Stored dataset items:
━━━━━━━━━━━━━━━━━━━━
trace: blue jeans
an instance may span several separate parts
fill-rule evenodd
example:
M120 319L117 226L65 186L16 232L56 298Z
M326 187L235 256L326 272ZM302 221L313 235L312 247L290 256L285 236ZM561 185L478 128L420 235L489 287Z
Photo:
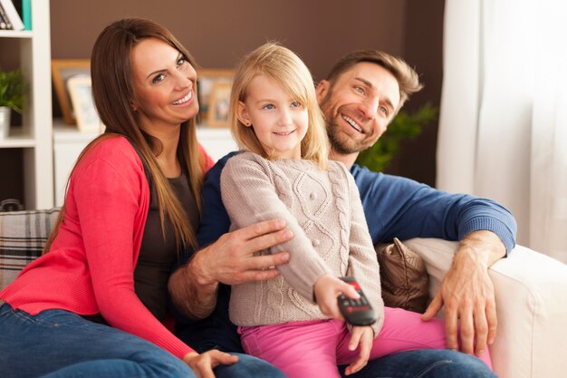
━━━━━━━━━━━━━━━━━━━━
[Aim]:
Convert every line of the records above into a Markdown table with the columns Row and Line, numbering the rows and skipping blank lines. Leave the pictures out.

[Task result]:
| Row | Line |
|---|---|
| 1 | trace: blue jeans |
| 2 | an instance may span several separate parts |
| 3 | fill-rule evenodd |
| 4 | example: |
| 5 | M120 319L117 226L65 186L16 232L56 298Z |
| 6 | M326 187L235 256L326 272ZM302 221L313 235L312 247L290 256L285 236ZM561 185L478 128L420 235L489 287Z |
| 7 | Photo: |